--- begin PAGE EXCERPT ---

So I am having my first crack at the Red Seal IP plumbing exam this coming Friday and I am nervous as hell. Has anyone written the exam recently? Does anyone have any tips? I still have 5 more days out at school that is purely review time. I feel like I know the code book very good but some the non-residential stuff may really get me. Also everything I work on is in the the city so I have to do a crash refresher on my pumps and rural waste systems for sure. So if this is a bit of a ramble but I am just being nervous and am trying to start a thread to getting some tips.
I think I have the math, DWV, water sizing and most of the code book down pretty good. It's open book code. I don't know it inside out with regard to exact numbers but I know exactly how the book is organized and know where to find things.
Oh man am I nervous.
haha
I'm not going to lie to you it was actually quite a hard test. Many people fail the first go around. When I was in school the class that went through before me had a 79% fail rate!!!!!!!! My class wasn't that bad but still quite a few of them failed.

--- end PAGE EXCERPT ---
--- begin DATA LISTING ---

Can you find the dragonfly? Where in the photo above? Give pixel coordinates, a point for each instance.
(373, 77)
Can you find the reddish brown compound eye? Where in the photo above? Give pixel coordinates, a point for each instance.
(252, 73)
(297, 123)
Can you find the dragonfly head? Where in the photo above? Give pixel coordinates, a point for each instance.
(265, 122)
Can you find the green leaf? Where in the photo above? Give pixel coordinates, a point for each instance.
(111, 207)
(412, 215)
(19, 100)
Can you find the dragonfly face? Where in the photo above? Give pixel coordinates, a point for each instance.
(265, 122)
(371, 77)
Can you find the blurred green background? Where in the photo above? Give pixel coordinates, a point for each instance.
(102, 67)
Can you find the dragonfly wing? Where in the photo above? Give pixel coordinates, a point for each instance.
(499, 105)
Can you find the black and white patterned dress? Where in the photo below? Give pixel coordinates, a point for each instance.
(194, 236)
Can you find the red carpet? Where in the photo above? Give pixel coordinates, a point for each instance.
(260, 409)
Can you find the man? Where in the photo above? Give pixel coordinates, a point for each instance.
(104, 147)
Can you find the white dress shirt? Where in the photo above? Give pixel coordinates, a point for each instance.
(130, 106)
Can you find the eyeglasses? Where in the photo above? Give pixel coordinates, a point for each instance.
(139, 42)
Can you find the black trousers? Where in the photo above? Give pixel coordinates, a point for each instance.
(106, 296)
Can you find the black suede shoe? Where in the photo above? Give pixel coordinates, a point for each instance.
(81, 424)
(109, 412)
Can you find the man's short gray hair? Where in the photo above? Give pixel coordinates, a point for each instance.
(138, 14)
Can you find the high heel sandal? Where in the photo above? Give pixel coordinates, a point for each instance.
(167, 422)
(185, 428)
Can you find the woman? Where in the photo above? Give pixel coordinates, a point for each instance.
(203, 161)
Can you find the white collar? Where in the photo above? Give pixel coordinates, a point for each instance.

--- end DATA LISTING ---

▶ **WRITTEN REQUEST**
Reproduce the passage from the plumbing exam thread verbatim, beginning at "So I am having" and stopping after "am I nervous.".

▶ **WRITTEN ANSWER**
So I am having my first crack at the Red Seal IP plumbing exam this coming Friday and I am nervous as hell. Has anyone written the exam recently? Does anyone have any tips? I still have 5 more days out at school that is purely review time. I feel like I know the code book very good but some the non-residential stuff may really get me. Also everything I work on is in the the city so I have to do a crash refresher on my pumps and rural waste systems for sure. So if this is a bit of a ramble but I am just being nervous and am trying to start a thread to getting some tips.
I think I have the math, DWV, water sizing and most of the code book down pretty good. It's open book code. I don't know it inside out with regard to exact numbers but I know exactly how the book is organized and know where to find things.
Oh man am I nervous.